== Tasks to perform ==
[1] Translate this sentence from the article on the workforce diversification report into Spanish: "Approximately 650,000 second-chance citizens return to their communities annually."
[2] Decide whether each statement agrees with the article on the workforce diversification report. Answer yes or no for each, and quote the words from the article that settle it.
(a) The report was released by the Association of Equipment Manufacturers.
(b) The U.S. has fewer job openings now than it had in February 2020.
(c) Davis named veterans as the largest and most under-utilized talent pool.

== Study text ==
<<<<

DCN-JOC News Services
AEM issues workforce diversification report, stresses new hiring perspectives

MILWAUKEE, WIS. — The Association of Equipment Manufacturers (AEM) have released a report on the state of hiring and possible solutions to enable companies to diversify their workforce.

“A decrease in the rate of births, declining since the 1970s, coupled with decreasing labor market participation, more job openings, a shortfall of immigrants and a surge of retirements, is creating a workforce problem that is hard to ignore,” report author and AEM workforce and industry initiatives senior director Julie Davis stated in a release.

Davis noted over two million people will be needed to move back to the 63.4 per cent labor force rate held in February 2020, a month before the COVID-19 pandemic and subsequent shutdowns threw both labor markets and the wider economy into disarray.

“We also need 175 million more people in the labor force to just bring us back to the number of people who were working at that time,” she said, and noted the labor force participation rate only measures currently employed individuals and those actively seeking work.

“If you’re sitting on the sidelines, as an estimated 40 per cent of our total population is right now, and you’ve chosen not to work or have just given up looking for a job, you are no longer being counted as unemployed.”

She also noted millions more jobs are available than they were prior to COVID-19, with over 10 million job openings in the U.S., an increase of three million from February 2020.

Davis advocated for going to historically overlooked talent pools to address labor shortages, including minorities, veterans and women. She also pointed to ex-offenders whom she cited as the largest and most under-utilized talent pool with the highest rate of unemployment.

“Many correctional facilities have skills training programs that fit manufacturing needs. Approximately 650,000 second-chance citizens return to their communities annually. The chance of being a repeat offender drops significantly if a person has a living-wage job. If you have not engaged with this audience before, now is the time,” she said.

Davis also stressed the importance of hiring from minority populations and stressed the industry must not think of hiring from this talent pool as optional.

“Think about where you’re placing your ads, what your wording implies about your company culture, and ways that you can invite this talent pool in and make them feel welcome. Doing what you have always done has not accomplished this as an industry. Be intentional and start small if you’re overwhelmed by the prospect of making changes in this area,” she said.

>>>>

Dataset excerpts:
<<<<

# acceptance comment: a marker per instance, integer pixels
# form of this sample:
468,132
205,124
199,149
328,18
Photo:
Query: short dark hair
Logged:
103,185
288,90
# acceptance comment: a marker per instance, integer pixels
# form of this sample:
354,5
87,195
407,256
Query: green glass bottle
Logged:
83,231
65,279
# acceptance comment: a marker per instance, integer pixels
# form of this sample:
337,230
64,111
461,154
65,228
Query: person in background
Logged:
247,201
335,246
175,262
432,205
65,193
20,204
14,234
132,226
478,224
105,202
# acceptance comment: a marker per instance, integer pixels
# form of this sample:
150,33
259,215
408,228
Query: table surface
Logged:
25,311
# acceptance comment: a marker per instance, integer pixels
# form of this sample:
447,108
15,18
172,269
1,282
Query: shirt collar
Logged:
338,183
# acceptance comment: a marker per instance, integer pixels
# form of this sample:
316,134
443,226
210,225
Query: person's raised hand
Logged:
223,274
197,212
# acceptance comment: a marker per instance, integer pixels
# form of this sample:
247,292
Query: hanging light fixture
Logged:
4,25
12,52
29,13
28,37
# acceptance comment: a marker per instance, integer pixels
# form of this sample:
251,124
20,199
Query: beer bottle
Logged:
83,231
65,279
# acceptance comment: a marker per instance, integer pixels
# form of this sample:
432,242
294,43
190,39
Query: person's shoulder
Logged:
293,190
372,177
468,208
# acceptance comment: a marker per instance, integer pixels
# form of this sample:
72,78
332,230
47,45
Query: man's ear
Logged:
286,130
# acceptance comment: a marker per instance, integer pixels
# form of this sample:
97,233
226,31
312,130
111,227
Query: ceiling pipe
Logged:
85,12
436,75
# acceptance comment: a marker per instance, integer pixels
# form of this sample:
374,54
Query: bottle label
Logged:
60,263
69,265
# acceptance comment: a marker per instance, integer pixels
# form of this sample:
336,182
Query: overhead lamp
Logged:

>>>>

== Exercise answers ==
[1] Aproximadamente 650.000 ciudadanos con una segunda oportunidad regresan a sus comunidades cada año.

[2]
(a) Yes: "The Association of Equipment Manufacturers (AEM) have released a report on the state of hiring"
(b) No: "with over 10 million job openings in the U.S., an increase of three million from February 2020"
(c) No: "She also pointed to ex-offenders whom she cited as the largest and most under-utilized talent pool"